Le texte est pourtant d'une remarquable brièveté. Il se compose d'un article unique qui modifie les article 222-22 et 222-23 du code pénal. Il s'agit désormais d'inscrire explicitement la notion de non-consentement de la victime pour qualifier le viol et les autres agressions sexuelles. A priori, l'absence de consentement dans la définition du viol ressemble étrangement à un pléonasme, mais c'est pourtant le choix fait par le législateur.
L'article 222-22 du code pénal s'ouvre ainsi sur ces mots : "Constitue une agression sexuelle tout acte à caractère sexuel commis sur une personne sans son consentement". L'article 222-23, quant à lui, définit le viol comme "tout acte de pénétration sexuelle, de quelque nature qu’il soit, commis sur la personne d’autrui sans son consentement". Il est en outre précisé que le consentement "ne peut être déduit ni du silence, ni de l’inertie, ni d’une relation antérieure, ni d’une situation d’autorité, de dépendance ou de vulnérabilité."
Le rapt de Proserpine. Le Bernin. 1621
La pression internationale
En adoptant ce texte, le législateur français se conforme à un mouvement international. L'article 36 de la convention d'Istanbul sur la lutte contre les violences à l'égard des femmes stipule que "le consentement doit être donné volontairement comme résultat de la volonté libre de la personne considérée dans le contexte des circonstances environnantes". Cette convention a été signée et ratifiée par la France.
La Cour européenne des droits de l'homme (CEDH) n'a pas considéré que le droit français, parce qu'il ne prévoyait pas explicitement le consentement, portait atteinte à la convention européenne de sauvegarde des droits de l'homme. L'examen de la jurisprudence témoigne toutefois de l'exigence de plus en plus ferme de ce consentement.

------------------------------------------------------------------------

» **Travail demandé**
A - Recopiez fidèlement un passage du texte sur le consentement en droit pénal : commencez aux mots "Le texte est" et arrêtez-vous après "par le législateur.".
B - Prolongez le texte sur le consentement en droit pénal à partir de sa dernière phrase.
Le matériel qui suit n'a aucun rôle dans ce travail.

» **Matériel fourni**
------------------------------------------------------------------------

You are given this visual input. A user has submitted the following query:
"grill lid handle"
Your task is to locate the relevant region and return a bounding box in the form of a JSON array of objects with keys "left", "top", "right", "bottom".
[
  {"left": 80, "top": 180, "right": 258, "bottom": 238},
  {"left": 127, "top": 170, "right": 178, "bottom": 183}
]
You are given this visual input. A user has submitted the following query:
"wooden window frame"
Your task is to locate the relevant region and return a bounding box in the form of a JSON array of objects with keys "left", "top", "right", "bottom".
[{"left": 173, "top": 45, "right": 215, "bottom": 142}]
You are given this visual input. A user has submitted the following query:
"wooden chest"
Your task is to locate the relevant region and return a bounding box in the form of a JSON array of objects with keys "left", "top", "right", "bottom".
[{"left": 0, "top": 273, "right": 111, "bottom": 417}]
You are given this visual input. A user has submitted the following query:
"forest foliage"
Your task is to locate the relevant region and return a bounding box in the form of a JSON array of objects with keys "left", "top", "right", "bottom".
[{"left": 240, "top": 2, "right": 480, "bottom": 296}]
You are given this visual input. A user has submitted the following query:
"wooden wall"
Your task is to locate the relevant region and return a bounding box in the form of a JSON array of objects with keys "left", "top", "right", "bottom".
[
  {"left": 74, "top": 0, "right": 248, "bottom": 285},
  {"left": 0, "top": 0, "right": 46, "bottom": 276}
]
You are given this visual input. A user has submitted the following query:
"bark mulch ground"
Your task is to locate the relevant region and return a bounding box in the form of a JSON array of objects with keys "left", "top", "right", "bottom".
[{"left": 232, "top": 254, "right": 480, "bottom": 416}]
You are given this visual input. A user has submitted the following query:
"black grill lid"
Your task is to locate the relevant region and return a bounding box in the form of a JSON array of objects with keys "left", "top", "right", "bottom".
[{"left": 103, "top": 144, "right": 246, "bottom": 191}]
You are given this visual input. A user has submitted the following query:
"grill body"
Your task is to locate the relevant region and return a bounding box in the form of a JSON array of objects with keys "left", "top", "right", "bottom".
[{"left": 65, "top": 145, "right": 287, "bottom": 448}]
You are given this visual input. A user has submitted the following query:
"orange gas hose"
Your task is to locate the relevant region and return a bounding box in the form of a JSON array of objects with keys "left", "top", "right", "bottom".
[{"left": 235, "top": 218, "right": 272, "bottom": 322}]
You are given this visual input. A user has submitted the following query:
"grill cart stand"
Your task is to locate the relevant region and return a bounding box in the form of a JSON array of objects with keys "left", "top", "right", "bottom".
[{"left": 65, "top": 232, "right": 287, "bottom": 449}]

------------------------------------------------------------------------

» **Réponses par tâche**
A -
Le texte est pourtant d'une remarquable brièveté. Il se compose d'un article unique qui modifie les article 222-22 et 222-23 du code pénal. Il s'agit désormais d'inscrire explicitement la notion de non-consentement de la victime pour qualifier le viol et les autres agressions sexuelles. A priori, l'absence de consentement dans la définition du viol ressemble étrangement à un pléonasme, mais c'est pourtant le choix fait par le législateur.

B -
Dans un arrêt du 23 janvier 2025 H. W. c. France, la CEDH affirme que l'on ne peut déduire du mariage l'existence d'un quelconque "devoir conjugal". En d'autres termes, le consentement concerne tout acte sexuel, qu'il ait lieu dans le mariage ou hors mariage. Encore plus récemment, le 30 avril 2025, la CEDH a, dans une décision L. et a. c. France, la Cour a condamné la France pour les défaillances du système judiciaire dans le cas particulier de violences sexuelles infligées à des mineures. Certes, il s'agissait alors de sanctionner la victimisation causée par un ensemble de dysfonctionnements, mais la Cour notait que le discernement des jeunes victimes devait être évalué à l'aune de leur aptitude à consentir à l'acte sexuel. Enfin, le 4 septembre 2025, dans un arrêt E.A. et AVFT c. France, la Cour sanctionne plus directement les juges français qui avaient considéré qu'un soi-disant contrat extorqué à une femme victime de violences sado-masochistes témoignait de son consentement à de telles pratiques.
De toute évidence, une pression contentieuse de la CEDH s'exerçait sur les autorités françaises, exigeant de placer l'absence de consentement au coeur des enquêtes et des qualifications.
Les juges internes
On doit tout de même observer que le consentement n'était pas absent de la jurisprudence interne. Rappelons en effet que le code pénal, jusqu'à aujourd'hui, définissait les violences sexuelles, et plus particulièrement le viol, comme étant obtenues par la contrainte, y compris psychologique, la surprise ou la menace. L'absence de résistance physique de la victime n'était pas décisive, en tant que telle, dès lors qu'était caractérisée une situation d'emprise, de sidération, d'alcoolisation ou d'abus d'autorité. Si l'absence de consentement ne figurait pas expressément dans la loi, elle était déduite par les juges de ces éléments.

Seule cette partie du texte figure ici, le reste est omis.